Exercise aim: Pick out every line below that contains the string "grass", matching case exactly.

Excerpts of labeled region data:
☆ ☆ ☆ ☆

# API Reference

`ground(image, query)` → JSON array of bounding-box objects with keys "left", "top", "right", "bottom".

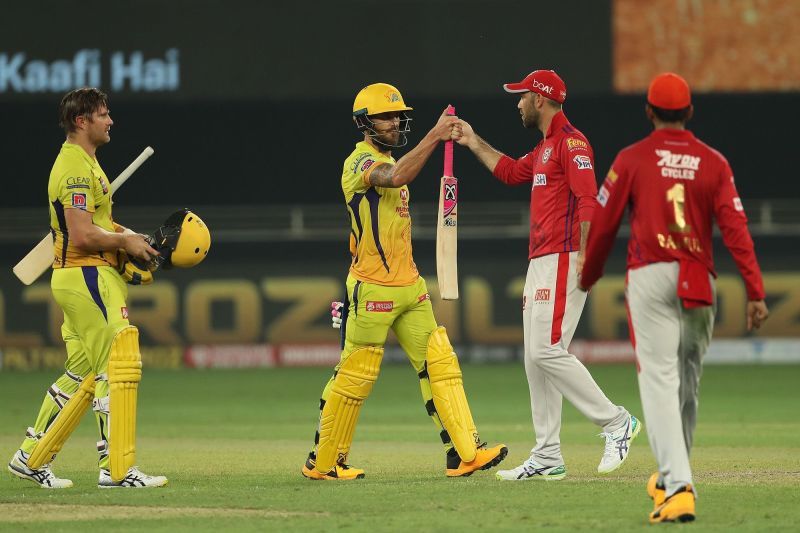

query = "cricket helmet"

[
  {"left": 353, "top": 83, "right": 413, "bottom": 148},
  {"left": 153, "top": 209, "right": 211, "bottom": 268}
]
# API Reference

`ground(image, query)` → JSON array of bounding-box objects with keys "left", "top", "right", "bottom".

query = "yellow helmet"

[
  {"left": 153, "top": 209, "right": 211, "bottom": 268},
  {"left": 353, "top": 83, "right": 413, "bottom": 148},
  {"left": 353, "top": 83, "right": 413, "bottom": 116}
]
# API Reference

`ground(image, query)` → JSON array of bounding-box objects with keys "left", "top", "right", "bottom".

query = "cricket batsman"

[
  {"left": 580, "top": 72, "right": 769, "bottom": 523},
  {"left": 8, "top": 88, "right": 210, "bottom": 489},
  {"left": 302, "top": 83, "right": 508, "bottom": 480}
]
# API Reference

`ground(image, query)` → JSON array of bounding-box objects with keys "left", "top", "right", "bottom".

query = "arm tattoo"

[{"left": 369, "top": 163, "right": 394, "bottom": 187}]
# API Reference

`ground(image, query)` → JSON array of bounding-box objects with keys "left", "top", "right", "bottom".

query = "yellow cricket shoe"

[
  {"left": 647, "top": 472, "right": 667, "bottom": 511},
  {"left": 650, "top": 485, "right": 695, "bottom": 524},
  {"left": 446, "top": 443, "right": 508, "bottom": 477},
  {"left": 301, "top": 454, "right": 364, "bottom": 481}
]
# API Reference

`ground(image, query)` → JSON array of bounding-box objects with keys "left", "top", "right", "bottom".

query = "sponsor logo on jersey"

[
  {"left": 533, "top": 289, "right": 550, "bottom": 302},
  {"left": 572, "top": 155, "right": 592, "bottom": 170},
  {"left": 72, "top": 192, "right": 86, "bottom": 209},
  {"left": 597, "top": 184, "right": 608, "bottom": 207},
  {"left": 567, "top": 137, "right": 589, "bottom": 152},
  {"left": 366, "top": 300, "right": 394, "bottom": 313},
  {"left": 656, "top": 150, "right": 700, "bottom": 180}
]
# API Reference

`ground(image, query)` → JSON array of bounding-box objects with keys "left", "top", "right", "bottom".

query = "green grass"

[{"left": 0, "top": 364, "right": 800, "bottom": 532}]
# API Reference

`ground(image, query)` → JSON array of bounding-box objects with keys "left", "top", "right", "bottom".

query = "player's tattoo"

[{"left": 369, "top": 163, "right": 394, "bottom": 187}]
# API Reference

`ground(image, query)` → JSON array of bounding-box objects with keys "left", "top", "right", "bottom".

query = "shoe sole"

[
  {"left": 8, "top": 463, "right": 72, "bottom": 489},
  {"left": 300, "top": 467, "right": 365, "bottom": 481},
  {"left": 597, "top": 418, "right": 642, "bottom": 474},
  {"left": 494, "top": 472, "right": 567, "bottom": 481},
  {"left": 97, "top": 480, "right": 169, "bottom": 489},
  {"left": 447, "top": 446, "right": 508, "bottom": 477}
]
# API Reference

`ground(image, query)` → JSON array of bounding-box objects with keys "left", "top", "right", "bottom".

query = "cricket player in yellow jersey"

[
  {"left": 302, "top": 83, "right": 508, "bottom": 479},
  {"left": 8, "top": 88, "right": 167, "bottom": 488}
]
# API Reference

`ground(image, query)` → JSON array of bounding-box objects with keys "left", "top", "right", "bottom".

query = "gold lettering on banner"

[
  {"left": 183, "top": 279, "right": 262, "bottom": 344},
  {"left": 586, "top": 276, "right": 630, "bottom": 340},
  {"left": 22, "top": 283, "right": 64, "bottom": 346},
  {"left": 0, "top": 286, "right": 44, "bottom": 346},
  {"left": 742, "top": 273, "right": 800, "bottom": 337},
  {"left": 462, "top": 277, "right": 524, "bottom": 344},
  {"left": 129, "top": 280, "right": 183, "bottom": 344},
  {"left": 261, "top": 277, "right": 342, "bottom": 343}
]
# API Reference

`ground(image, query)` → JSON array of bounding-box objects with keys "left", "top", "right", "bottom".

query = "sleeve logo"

[
  {"left": 572, "top": 155, "right": 592, "bottom": 170},
  {"left": 72, "top": 192, "right": 86, "bottom": 209},
  {"left": 567, "top": 137, "right": 589, "bottom": 152},
  {"left": 597, "top": 184, "right": 608, "bottom": 207}
]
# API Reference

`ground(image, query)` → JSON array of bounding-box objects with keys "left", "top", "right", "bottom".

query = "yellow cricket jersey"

[
  {"left": 342, "top": 141, "right": 419, "bottom": 287},
  {"left": 47, "top": 142, "right": 118, "bottom": 268}
]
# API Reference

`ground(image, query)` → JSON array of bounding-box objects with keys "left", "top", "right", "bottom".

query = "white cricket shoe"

[
  {"left": 597, "top": 415, "right": 642, "bottom": 474},
  {"left": 97, "top": 466, "right": 169, "bottom": 489},
  {"left": 495, "top": 457, "right": 567, "bottom": 481},
  {"left": 8, "top": 450, "right": 72, "bottom": 489}
]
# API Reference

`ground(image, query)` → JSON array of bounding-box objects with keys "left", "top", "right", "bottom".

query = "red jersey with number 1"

[
  {"left": 492, "top": 111, "right": 597, "bottom": 259},
  {"left": 581, "top": 128, "right": 764, "bottom": 300}
]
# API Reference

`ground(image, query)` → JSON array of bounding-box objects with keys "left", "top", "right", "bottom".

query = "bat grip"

[{"left": 443, "top": 105, "right": 456, "bottom": 177}]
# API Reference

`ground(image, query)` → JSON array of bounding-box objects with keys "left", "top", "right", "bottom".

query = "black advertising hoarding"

[{"left": 0, "top": 0, "right": 611, "bottom": 101}]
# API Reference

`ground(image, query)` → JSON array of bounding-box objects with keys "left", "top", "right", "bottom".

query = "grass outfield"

[{"left": 0, "top": 364, "right": 800, "bottom": 531}]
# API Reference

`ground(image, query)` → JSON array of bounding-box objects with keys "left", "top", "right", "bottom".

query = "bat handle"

[{"left": 443, "top": 105, "right": 456, "bottom": 177}]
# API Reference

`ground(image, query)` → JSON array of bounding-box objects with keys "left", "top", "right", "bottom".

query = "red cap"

[
  {"left": 503, "top": 70, "right": 567, "bottom": 104},
  {"left": 647, "top": 72, "right": 692, "bottom": 109}
]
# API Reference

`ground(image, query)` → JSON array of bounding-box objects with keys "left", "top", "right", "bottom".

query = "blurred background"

[{"left": 0, "top": 0, "right": 800, "bottom": 370}]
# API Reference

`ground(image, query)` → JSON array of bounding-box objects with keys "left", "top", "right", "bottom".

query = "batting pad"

[
  {"left": 316, "top": 346, "right": 383, "bottom": 474},
  {"left": 108, "top": 326, "right": 142, "bottom": 481},
  {"left": 28, "top": 373, "right": 94, "bottom": 470},
  {"left": 426, "top": 326, "right": 478, "bottom": 463}
]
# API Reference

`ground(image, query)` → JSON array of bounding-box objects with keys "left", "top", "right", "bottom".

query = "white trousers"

[
  {"left": 625, "top": 262, "right": 714, "bottom": 496},
  {"left": 522, "top": 252, "right": 628, "bottom": 466}
]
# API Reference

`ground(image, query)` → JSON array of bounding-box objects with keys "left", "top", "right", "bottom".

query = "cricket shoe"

[
  {"left": 495, "top": 456, "right": 567, "bottom": 481},
  {"left": 597, "top": 415, "right": 642, "bottom": 474},
  {"left": 650, "top": 485, "right": 695, "bottom": 524},
  {"left": 8, "top": 450, "right": 72, "bottom": 489},
  {"left": 445, "top": 442, "right": 508, "bottom": 477},
  {"left": 97, "top": 466, "right": 169, "bottom": 489},
  {"left": 647, "top": 472, "right": 667, "bottom": 510},
  {"left": 301, "top": 453, "right": 364, "bottom": 481}
]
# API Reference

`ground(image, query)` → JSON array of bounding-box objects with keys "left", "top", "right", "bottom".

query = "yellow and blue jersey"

[
  {"left": 47, "top": 142, "right": 118, "bottom": 268},
  {"left": 342, "top": 141, "right": 419, "bottom": 287}
]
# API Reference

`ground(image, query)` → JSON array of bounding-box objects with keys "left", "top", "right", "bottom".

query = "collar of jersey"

[
  {"left": 61, "top": 141, "right": 97, "bottom": 166},
  {"left": 544, "top": 111, "right": 569, "bottom": 139},
  {"left": 650, "top": 128, "right": 694, "bottom": 141}
]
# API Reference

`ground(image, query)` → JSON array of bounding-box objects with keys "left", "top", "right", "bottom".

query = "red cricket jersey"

[
  {"left": 492, "top": 111, "right": 597, "bottom": 259},
  {"left": 581, "top": 124, "right": 764, "bottom": 300}
]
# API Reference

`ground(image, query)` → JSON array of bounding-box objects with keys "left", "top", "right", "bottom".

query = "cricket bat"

[
  {"left": 436, "top": 106, "right": 458, "bottom": 300},
  {"left": 14, "top": 146, "right": 153, "bottom": 285}
]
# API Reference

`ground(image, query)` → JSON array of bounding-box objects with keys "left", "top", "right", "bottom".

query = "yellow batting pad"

[
  {"left": 28, "top": 373, "right": 94, "bottom": 470},
  {"left": 108, "top": 326, "right": 142, "bottom": 481},
  {"left": 427, "top": 326, "right": 478, "bottom": 463},
  {"left": 316, "top": 346, "right": 383, "bottom": 474}
]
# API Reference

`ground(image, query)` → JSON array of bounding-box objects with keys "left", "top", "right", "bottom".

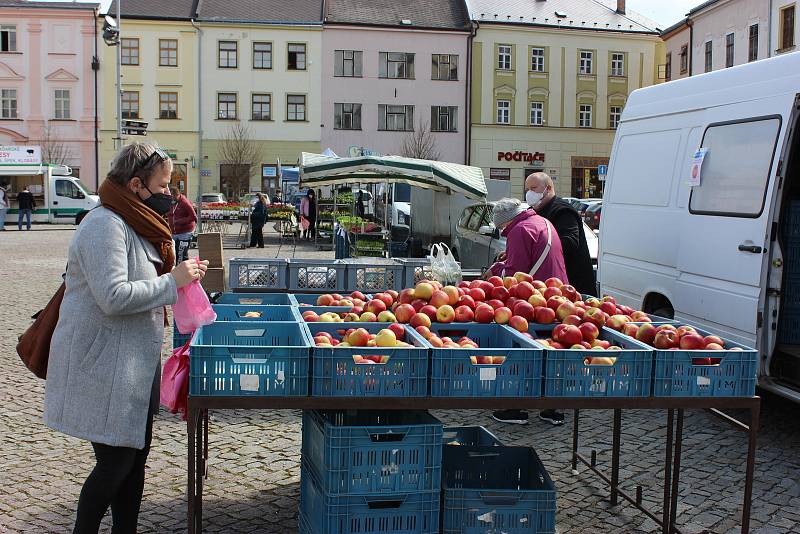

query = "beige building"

[{"left": 469, "top": 0, "right": 664, "bottom": 198}]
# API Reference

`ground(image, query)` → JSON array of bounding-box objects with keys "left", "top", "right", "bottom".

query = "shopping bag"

[{"left": 161, "top": 339, "right": 192, "bottom": 421}]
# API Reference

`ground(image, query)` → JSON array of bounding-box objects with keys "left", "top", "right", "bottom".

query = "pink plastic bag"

[
  {"left": 161, "top": 339, "right": 192, "bottom": 421},
  {"left": 172, "top": 280, "right": 217, "bottom": 334}
]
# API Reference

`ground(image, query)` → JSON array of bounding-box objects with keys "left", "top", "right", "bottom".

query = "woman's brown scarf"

[{"left": 98, "top": 180, "right": 175, "bottom": 275}]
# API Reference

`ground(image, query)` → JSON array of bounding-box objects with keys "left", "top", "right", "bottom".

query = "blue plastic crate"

[
  {"left": 424, "top": 323, "right": 542, "bottom": 397},
  {"left": 304, "top": 322, "right": 428, "bottom": 397},
  {"left": 653, "top": 328, "right": 758, "bottom": 397},
  {"left": 442, "top": 426, "right": 502, "bottom": 447},
  {"left": 299, "top": 465, "right": 441, "bottom": 534},
  {"left": 302, "top": 410, "right": 442, "bottom": 495},
  {"left": 442, "top": 447, "right": 556, "bottom": 534},
  {"left": 531, "top": 325, "right": 653, "bottom": 397},
  {"left": 289, "top": 260, "right": 347, "bottom": 292},
  {"left": 228, "top": 258, "right": 289, "bottom": 291},
  {"left": 189, "top": 321, "right": 312, "bottom": 396}
]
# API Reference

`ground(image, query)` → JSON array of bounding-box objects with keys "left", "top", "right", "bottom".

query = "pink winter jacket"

[{"left": 490, "top": 209, "right": 569, "bottom": 284}]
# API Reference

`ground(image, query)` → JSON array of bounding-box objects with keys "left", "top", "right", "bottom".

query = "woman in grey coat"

[{"left": 44, "top": 143, "right": 207, "bottom": 534}]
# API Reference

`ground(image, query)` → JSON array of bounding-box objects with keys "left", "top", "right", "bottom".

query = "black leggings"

[{"left": 72, "top": 410, "right": 153, "bottom": 534}]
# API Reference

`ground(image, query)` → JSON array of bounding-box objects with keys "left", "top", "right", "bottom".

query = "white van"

[{"left": 598, "top": 53, "right": 800, "bottom": 401}]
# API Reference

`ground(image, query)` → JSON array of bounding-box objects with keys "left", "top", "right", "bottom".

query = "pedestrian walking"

[
  {"left": 44, "top": 143, "right": 208, "bottom": 534},
  {"left": 17, "top": 185, "right": 36, "bottom": 231},
  {"left": 168, "top": 187, "right": 197, "bottom": 263}
]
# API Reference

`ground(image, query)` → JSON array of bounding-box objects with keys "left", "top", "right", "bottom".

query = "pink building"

[
  {"left": 0, "top": 0, "right": 99, "bottom": 188},
  {"left": 321, "top": 0, "right": 470, "bottom": 163}
]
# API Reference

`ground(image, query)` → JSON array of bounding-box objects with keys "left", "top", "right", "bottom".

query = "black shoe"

[
  {"left": 539, "top": 410, "right": 564, "bottom": 426},
  {"left": 492, "top": 410, "right": 528, "bottom": 425}
]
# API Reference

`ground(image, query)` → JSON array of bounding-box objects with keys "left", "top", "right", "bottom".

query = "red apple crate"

[
  {"left": 297, "top": 464, "right": 441, "bottom": 534},
  {"left": 426, "top": 323, "right": 542, "bottom": 397},
  {"left": 302, "top": 410, "right": 442, "bottom": 495},
  {"left": 442, "top": 446, "right": 556, "bottom": 534},
  {"left": 303, "top": 322, "right": 428, "bottom": 397},
  {"left": 529, "top": 325, "right": 653, "bottom": 397}
]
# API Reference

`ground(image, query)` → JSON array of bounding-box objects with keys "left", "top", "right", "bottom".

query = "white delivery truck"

[
  {"left": 0, "top": 146, "right": 100, "bottom": 225},
  {"left": 598, "top": 53, "right": 800, "bottom": 401}
]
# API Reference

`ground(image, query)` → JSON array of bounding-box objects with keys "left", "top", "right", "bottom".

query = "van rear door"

[{"left": 673, "top": 105, "right": 785, "bottom": 346}]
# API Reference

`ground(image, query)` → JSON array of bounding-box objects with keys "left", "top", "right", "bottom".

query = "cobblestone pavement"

[{"left": 0, "top": 226, "right": 800, "bottom": 533}]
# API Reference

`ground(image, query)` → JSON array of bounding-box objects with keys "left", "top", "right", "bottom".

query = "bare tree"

[
  {"left": 41, "top": 122, "right": 73, "bottom": 165},
  {"left": 402, "top": 122, "right": 439, "bottom": 160}
]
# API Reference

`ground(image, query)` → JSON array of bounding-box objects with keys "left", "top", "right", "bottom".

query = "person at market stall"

☆ ☆ ☆ ☆

The completed task:
query = "green grass"
query = "grass outfield"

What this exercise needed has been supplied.